Objective: Rescale the records from the line with "Where can you spot the bottle" up to and including the final line of the records by writing those lines out again, requests included, with every coordinate in the answers multiplied by 1.05 and rounded to a whole number, halves rounding up. Give only those lines.

-------- Task material --------

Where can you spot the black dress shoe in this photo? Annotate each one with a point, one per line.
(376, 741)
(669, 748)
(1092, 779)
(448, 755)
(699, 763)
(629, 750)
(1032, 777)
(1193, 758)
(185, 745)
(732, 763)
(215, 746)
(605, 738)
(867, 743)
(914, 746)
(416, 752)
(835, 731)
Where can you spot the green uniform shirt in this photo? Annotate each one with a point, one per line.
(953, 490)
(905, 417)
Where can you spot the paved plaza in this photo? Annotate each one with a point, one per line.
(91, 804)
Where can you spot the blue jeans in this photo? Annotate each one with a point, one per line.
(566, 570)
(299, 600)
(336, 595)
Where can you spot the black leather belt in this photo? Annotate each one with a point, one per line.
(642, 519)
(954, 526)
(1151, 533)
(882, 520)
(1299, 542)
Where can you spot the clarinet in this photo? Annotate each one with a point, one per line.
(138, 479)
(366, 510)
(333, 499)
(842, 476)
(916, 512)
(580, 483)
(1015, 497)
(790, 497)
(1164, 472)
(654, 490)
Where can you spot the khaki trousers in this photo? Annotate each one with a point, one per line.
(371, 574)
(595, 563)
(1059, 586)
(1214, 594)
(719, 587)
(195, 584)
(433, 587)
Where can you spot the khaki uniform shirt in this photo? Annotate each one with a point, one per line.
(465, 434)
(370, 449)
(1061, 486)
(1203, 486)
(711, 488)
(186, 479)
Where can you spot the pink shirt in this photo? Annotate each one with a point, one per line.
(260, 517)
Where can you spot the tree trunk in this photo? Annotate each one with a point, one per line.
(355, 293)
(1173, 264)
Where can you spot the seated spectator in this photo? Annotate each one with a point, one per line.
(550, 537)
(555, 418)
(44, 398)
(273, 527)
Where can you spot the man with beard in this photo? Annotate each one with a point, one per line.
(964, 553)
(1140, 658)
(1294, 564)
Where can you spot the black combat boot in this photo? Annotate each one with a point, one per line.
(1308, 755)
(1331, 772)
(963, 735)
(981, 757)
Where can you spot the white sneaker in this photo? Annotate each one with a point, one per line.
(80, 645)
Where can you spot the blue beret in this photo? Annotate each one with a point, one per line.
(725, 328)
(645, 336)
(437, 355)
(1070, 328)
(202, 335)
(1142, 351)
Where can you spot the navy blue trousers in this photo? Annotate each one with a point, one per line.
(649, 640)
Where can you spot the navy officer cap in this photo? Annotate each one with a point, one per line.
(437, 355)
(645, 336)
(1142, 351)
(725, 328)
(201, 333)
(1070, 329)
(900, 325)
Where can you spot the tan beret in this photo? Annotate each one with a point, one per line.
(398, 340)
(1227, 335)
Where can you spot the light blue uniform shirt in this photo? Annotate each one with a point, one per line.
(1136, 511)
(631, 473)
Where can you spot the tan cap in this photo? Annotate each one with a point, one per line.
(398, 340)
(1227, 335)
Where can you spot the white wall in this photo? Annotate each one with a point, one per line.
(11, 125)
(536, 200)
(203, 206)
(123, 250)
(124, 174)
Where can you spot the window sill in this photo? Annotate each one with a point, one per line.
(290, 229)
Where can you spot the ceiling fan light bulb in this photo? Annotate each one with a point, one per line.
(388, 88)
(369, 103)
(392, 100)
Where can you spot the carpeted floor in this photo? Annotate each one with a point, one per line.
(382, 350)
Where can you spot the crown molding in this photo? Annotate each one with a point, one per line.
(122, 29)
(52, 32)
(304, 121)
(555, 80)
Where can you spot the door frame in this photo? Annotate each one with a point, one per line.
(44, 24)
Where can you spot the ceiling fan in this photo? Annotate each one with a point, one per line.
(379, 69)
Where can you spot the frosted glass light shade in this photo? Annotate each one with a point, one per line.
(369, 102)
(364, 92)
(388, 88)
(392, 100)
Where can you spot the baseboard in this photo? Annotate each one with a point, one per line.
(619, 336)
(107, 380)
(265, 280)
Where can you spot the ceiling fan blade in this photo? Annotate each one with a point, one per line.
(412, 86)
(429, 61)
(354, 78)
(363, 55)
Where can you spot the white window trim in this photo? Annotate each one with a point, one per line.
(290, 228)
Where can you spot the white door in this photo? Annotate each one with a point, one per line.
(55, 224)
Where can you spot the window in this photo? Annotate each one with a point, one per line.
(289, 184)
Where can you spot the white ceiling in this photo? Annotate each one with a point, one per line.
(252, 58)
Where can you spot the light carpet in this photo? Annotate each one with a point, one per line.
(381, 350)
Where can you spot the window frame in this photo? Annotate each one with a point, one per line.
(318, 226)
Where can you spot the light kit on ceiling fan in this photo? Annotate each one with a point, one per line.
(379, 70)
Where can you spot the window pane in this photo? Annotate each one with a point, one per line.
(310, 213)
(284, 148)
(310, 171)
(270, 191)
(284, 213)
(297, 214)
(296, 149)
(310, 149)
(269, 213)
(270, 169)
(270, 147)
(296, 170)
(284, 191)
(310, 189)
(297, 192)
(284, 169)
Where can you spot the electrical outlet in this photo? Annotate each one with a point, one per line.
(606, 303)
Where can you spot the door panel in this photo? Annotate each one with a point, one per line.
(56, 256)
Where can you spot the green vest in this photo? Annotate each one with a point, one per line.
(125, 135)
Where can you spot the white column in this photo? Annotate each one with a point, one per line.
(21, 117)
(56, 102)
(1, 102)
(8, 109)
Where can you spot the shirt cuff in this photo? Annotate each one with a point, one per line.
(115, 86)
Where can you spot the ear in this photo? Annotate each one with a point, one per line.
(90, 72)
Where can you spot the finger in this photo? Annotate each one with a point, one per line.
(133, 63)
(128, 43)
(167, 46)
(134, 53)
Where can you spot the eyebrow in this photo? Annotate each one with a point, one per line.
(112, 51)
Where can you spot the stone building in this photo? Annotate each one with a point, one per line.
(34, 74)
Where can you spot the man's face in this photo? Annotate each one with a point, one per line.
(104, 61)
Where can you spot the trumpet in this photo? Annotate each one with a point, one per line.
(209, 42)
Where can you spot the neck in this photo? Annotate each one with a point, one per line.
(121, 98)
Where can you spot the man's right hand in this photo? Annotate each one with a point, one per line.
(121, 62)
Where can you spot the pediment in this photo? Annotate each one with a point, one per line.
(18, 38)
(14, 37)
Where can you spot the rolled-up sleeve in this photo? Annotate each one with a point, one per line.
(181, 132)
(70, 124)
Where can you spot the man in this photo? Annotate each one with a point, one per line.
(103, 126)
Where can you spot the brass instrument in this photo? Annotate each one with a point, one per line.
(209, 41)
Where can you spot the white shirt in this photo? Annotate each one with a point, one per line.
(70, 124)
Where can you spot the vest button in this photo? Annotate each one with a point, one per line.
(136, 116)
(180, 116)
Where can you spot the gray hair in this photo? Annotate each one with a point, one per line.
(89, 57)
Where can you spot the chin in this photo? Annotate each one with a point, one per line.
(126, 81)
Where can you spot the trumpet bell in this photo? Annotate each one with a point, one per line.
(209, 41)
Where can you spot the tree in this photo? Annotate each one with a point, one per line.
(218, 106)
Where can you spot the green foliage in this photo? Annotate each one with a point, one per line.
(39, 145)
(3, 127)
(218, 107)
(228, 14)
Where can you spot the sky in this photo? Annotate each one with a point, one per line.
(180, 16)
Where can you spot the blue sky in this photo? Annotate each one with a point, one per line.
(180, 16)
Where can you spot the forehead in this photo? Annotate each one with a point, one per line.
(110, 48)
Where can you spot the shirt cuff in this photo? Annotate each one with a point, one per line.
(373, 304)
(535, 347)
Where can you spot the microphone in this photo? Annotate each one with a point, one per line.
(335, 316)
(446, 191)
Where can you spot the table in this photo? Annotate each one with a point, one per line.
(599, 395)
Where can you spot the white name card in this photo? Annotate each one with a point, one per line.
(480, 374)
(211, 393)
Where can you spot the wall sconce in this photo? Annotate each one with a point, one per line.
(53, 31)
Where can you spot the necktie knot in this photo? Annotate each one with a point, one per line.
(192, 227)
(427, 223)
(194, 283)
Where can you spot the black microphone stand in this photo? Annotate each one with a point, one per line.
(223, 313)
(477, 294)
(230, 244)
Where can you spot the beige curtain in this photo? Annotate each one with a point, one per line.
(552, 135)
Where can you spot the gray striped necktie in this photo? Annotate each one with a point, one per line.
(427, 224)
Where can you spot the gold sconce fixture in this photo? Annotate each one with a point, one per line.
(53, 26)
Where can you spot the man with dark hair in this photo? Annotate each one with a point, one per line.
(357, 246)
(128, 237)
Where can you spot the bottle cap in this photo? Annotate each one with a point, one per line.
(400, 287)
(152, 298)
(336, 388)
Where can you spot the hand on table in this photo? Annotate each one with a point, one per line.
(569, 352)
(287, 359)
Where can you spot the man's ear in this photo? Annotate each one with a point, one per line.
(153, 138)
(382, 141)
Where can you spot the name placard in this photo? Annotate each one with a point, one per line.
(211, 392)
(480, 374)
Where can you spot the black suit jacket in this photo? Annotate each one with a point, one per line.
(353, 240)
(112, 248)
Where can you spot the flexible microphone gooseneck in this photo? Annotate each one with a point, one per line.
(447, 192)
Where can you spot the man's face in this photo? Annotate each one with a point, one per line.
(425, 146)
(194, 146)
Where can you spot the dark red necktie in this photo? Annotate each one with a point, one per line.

--------

Exercise answer:
Where can you spot the bottle cap in this photo? Annotate each one with a point, one per line.
(420, 301)
(160, 313)
(353, 407)
Where can you spot the hand on table in this photo? Annotate each one with a point, one per line.
(597, 370)
(301, 377)
Where can you spot the man's ear in this photo? Annotate each one with a point, one per line.
(161, 145)
(401, 148)
Where can you spot the name placard in this photo? Annotate each one with a point, one per line.
(222, 412)
(504, 393)
Where can you spot the black suit jacket in this photo? Annotate each one with a point, one per line.
(371, 252)
(118, 260)
Where can you spot the flexible microphone gooseneck in this photo? Annotate each one with a point, one per line.
(469, 202)
Where can you spot the man's face in this photo? Annotate each one with a point, one per line.
(446, 153)
(204, 153)
Where can you spot the dark red necktie in this photo? Annotate each one with a point, one per line.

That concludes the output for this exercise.